Task requirements :: Copy every one of the following records word for word, without changing anything.

=======

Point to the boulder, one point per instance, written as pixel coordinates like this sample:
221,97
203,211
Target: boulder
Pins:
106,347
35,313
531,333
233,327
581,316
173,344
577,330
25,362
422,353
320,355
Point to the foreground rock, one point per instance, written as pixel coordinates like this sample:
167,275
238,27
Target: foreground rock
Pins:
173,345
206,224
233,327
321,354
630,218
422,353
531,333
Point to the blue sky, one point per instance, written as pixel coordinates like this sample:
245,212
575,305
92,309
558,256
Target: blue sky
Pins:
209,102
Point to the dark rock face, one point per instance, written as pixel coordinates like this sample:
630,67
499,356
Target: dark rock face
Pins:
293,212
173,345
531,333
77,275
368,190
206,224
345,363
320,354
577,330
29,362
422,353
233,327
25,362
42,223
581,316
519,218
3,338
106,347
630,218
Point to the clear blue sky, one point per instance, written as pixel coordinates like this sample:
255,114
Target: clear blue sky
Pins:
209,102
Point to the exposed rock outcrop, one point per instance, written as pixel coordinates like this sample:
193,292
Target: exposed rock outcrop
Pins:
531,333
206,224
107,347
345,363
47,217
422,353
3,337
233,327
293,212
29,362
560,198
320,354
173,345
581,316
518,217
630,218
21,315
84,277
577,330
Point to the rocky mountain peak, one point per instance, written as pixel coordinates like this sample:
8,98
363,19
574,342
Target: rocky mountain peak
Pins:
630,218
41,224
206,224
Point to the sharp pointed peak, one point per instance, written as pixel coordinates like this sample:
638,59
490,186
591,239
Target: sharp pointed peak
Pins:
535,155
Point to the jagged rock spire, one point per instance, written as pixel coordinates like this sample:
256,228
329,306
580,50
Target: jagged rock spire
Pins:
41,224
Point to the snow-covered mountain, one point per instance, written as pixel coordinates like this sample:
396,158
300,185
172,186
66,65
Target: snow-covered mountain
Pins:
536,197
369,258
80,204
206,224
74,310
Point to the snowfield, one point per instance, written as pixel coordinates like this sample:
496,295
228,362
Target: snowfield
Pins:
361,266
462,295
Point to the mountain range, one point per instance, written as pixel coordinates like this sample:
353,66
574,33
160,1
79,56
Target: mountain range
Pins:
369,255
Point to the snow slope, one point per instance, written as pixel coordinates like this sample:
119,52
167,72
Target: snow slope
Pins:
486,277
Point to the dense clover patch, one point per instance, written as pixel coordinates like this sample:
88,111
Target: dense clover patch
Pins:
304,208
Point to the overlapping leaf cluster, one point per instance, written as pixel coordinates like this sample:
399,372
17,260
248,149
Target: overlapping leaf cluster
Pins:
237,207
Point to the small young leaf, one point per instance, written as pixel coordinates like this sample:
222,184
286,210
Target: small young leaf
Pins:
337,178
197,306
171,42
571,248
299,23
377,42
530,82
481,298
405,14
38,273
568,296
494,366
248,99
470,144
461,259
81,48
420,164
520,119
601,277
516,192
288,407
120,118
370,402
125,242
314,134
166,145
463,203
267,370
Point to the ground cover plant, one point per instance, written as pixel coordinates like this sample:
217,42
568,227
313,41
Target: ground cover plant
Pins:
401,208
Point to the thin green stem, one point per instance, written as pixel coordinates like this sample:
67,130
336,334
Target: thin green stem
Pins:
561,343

=======

Reply ::
Point to the boulder, one point per instance, written as pixel coordinates like this sample:
221,97
203,211
Target: boulder
Pins:
106,347
35,313
531,333
233,327
581,316
173,344
577,330
25,362
422,353
320,355
Point to the foreground rock, one point per instance, written as pixel coordinates like this sample:
167,275
238,27
Target: foreground rock
Pins:
173,345
206,224
233,327
321,354
630,218
422,353
531,333
Point to the blue sky, one point per instance, written as pixel coordinates like this sample:
245,212
575,305
92,309
558,256
Target: blue sky
Pins:
209,102
Point to the dark rock face, one point per instance, written as pixel coordinates like this sample:
630,67
499,356
Target: dark rock face
Pins:
293,212
173,345
531,333
77,275
368,190
206,224
345,363
320,354
577,330
29,362
422,353
233,327
25,362
42,223
581,316
519,218
3,338
106,347
630,218
Point to the clear blue sky, one point per instance, written as pixel coordinates like this sample:
255,114
Target: clear blue sky
Pins:
209,102
Point to the exposed rock outcrop, one point per instance, written as pixel coordinates like this sample:
193,292
Target: exposed rock outcrop
Pins:
531,333
206,224
107,347
345,363
47,217
422,353
3,337
233,327
293,212
29,362
560,198
320,354
173,345
581,316
518,217
630,218
21,315
84,277
577,330
Point to the rocky mountain peak, one point per instance, written as pixel coordinates like this sample:
8,98
363,19
574,342
Target: rocky mountain peak
Pins:
630,218
41,224
206,224
Point to the sharp pointed peak, one point per instance, written as pixel coordinates like this sample:
638,59
490,186
591,239
Target: sharp pointed peak
Pins:
535,155
Point to the jagged rock spire, one point per instance, written as pixel coordinates like this sample:
256,228
329,306
580,50
Target: jagged rock spire
Pins:
41,224
Point to the snow-covered mountain, one point per instance, written as pixel coordinates like this sample:
396,158
300,185
172,186
66,65
Target: snow-covered mountain
Pins:
536,197
369,258
80,204
206,224
74,310
Point to the snowfield, one point per instance, written as pixel coordinates like this sample:
496,295
228,362
Target: snowfield
Pins:
361,266
462,295
Point to the mountain range, one point per instance, written as pixel coordinates like this sample:
353,66
574,33
160,1
79,56
Target: mountain range
Pins:
369,255
Point to the snow slope, one point per instance, written as pixel coordinates like this sample:
119,52
167,72
Target: snow slope
Pins:
486,277
Point to the dense clover patch, one point per instance, written as pixel coordinates like this sample:
88,111
Target: dense clover patch
Pins:
304,208
Point to the overlapping leaf cluster, one point per instance, written as pixel coordinates like this sample:
399,372
17,260
248,149
Target: overlapping leaf cluster
Pins:
237,207
Point to the small young leaf, one point per instance, written as pixel coordinates like this sample:
222,184
286,210
Target: small young leaf
Pins:
337,178
197,306
171,42
571,248
299,23
377,42
530,82
481,298
405,14
38,273
568,296
494,366
248,99
470,144
461,259
81,48
420,164
520,119
601,277
516,192
288,407
120,118
370,402
125,242
314,134
166,145
463,203
267,370
Point to the ground cover plant, one point per instance, written as pixel coordinates like this sample:
217,42
568,227
313,41
Target: ground cover plant
Pins:
401,208
Point to the thin green stem, one point per instance, written as pixel coordinates like this sample:
67,130
336,334
Target: thin green stem
Pins:
561,343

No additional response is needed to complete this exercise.